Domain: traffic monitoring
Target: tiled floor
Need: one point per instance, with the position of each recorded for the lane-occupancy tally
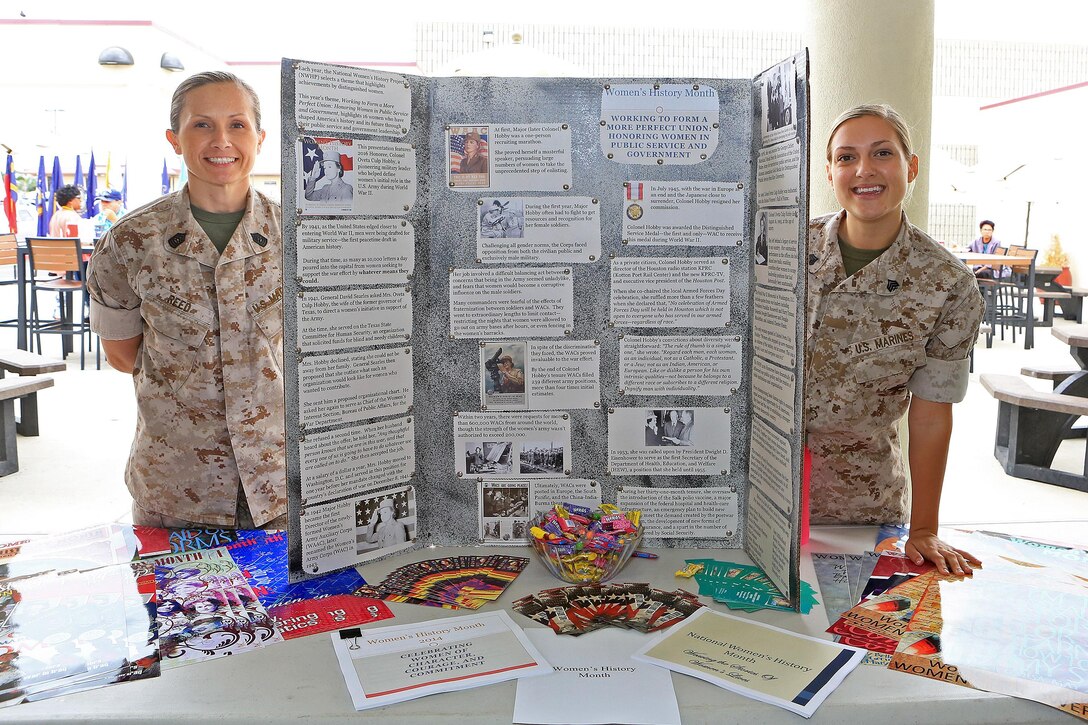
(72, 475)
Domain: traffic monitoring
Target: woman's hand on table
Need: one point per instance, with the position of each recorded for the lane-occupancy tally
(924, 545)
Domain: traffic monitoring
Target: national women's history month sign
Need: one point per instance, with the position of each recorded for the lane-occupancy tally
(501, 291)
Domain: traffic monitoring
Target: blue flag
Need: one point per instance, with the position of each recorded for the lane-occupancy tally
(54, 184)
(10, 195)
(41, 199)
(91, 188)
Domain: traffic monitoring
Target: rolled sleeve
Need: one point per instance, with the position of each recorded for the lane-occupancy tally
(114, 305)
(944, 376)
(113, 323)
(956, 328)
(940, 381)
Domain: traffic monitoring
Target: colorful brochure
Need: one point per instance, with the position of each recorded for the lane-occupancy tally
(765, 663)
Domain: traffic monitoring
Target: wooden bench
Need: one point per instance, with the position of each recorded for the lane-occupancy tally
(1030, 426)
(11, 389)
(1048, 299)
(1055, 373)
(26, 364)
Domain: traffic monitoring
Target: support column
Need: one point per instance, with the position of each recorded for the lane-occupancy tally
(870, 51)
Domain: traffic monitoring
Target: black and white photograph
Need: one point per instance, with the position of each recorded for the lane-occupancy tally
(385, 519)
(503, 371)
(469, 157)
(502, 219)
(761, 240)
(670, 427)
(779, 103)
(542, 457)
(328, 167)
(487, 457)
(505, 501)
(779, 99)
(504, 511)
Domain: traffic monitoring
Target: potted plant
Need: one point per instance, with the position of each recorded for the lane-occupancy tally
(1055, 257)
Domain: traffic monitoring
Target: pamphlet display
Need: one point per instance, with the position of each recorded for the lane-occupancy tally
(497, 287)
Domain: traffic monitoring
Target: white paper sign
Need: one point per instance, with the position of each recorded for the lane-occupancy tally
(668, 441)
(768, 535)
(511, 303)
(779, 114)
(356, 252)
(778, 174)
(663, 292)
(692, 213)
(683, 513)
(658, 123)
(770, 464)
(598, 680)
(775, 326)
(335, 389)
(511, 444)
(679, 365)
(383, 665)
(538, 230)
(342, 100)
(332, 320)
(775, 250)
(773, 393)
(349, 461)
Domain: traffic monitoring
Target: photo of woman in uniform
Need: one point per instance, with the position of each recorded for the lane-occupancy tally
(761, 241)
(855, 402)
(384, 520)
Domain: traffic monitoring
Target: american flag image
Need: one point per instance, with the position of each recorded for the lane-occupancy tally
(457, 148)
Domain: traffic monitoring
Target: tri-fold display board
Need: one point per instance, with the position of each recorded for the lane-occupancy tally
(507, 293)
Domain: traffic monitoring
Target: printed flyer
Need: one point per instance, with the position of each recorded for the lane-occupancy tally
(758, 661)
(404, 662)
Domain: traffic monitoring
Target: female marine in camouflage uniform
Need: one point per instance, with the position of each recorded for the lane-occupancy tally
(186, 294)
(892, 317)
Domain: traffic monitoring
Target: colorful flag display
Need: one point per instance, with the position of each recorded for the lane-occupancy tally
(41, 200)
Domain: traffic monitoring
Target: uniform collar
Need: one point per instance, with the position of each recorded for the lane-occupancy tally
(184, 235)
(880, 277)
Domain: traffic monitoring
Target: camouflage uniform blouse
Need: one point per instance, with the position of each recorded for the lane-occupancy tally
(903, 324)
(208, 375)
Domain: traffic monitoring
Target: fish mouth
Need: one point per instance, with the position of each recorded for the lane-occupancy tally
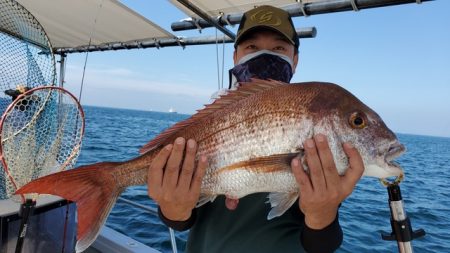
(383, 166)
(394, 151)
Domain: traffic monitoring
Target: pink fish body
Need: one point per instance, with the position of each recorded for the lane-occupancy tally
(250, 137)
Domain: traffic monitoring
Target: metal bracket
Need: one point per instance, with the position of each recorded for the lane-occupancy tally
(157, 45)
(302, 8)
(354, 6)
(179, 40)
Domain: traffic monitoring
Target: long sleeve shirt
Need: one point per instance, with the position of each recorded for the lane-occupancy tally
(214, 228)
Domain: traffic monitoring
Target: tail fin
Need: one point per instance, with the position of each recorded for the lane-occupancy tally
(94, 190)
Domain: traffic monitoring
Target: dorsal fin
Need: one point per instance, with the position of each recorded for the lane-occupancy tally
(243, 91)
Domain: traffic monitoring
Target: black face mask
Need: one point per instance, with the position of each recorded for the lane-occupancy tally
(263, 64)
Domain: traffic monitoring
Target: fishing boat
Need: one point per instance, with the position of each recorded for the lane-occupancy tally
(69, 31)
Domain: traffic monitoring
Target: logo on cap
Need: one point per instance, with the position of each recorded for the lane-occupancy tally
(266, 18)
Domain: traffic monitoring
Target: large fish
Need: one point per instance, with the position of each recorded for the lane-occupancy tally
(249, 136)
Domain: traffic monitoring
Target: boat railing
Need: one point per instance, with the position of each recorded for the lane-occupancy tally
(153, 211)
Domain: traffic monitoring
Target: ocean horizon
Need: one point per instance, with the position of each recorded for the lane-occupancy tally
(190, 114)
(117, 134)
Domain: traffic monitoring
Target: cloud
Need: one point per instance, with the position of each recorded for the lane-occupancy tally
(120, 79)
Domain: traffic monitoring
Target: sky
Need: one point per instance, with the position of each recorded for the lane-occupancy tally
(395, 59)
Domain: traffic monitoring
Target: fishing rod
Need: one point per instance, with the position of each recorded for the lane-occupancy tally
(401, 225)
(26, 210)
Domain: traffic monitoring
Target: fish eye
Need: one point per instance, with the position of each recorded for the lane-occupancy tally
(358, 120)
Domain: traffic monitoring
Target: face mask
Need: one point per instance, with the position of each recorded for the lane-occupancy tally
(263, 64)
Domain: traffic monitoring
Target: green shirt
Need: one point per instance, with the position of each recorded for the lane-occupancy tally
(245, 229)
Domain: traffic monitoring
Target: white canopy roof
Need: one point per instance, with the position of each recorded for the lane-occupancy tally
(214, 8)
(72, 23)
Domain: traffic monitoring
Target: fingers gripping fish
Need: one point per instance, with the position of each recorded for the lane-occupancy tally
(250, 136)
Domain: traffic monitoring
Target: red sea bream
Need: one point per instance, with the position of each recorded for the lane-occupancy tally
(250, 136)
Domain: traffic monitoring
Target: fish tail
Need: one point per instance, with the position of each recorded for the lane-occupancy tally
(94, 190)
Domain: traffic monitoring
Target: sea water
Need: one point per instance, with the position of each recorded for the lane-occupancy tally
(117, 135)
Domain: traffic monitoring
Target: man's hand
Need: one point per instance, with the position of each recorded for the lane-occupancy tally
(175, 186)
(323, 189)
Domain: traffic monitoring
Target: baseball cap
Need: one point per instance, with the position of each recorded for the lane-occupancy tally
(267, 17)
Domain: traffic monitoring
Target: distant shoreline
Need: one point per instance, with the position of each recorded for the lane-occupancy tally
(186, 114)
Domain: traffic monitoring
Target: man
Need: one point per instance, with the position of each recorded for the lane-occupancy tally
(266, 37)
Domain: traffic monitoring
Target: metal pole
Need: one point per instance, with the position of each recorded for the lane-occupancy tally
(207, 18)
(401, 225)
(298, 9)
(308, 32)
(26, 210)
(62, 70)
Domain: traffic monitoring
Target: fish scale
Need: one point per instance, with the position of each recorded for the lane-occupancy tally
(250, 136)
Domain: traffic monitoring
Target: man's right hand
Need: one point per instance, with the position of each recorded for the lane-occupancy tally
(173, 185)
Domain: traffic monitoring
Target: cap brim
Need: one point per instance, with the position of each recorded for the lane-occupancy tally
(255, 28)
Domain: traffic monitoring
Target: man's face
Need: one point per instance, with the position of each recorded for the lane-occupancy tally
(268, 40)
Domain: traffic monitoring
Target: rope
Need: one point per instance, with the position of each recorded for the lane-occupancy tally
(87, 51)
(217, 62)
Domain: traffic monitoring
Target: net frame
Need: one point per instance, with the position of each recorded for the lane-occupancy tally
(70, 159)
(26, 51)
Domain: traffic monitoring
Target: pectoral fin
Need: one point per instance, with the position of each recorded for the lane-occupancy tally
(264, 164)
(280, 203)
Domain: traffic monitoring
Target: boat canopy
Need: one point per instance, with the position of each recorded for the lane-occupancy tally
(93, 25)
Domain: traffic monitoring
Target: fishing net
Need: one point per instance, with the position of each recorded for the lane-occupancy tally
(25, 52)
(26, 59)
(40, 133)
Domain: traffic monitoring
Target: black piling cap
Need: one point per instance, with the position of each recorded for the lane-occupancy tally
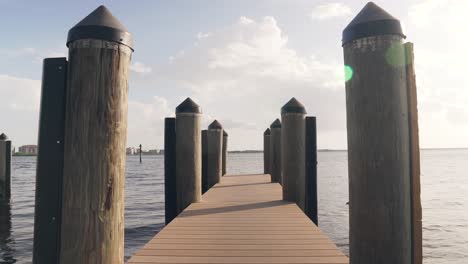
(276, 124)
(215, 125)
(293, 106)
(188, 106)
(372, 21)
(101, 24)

_GOAL OF THE EXERCISE_
Scan the data, and report each line that uses the word "camouflage".

_WRITTEN RESPONSE_
Target: female marine in camouflage uniform
Target: camouflage uniform blouse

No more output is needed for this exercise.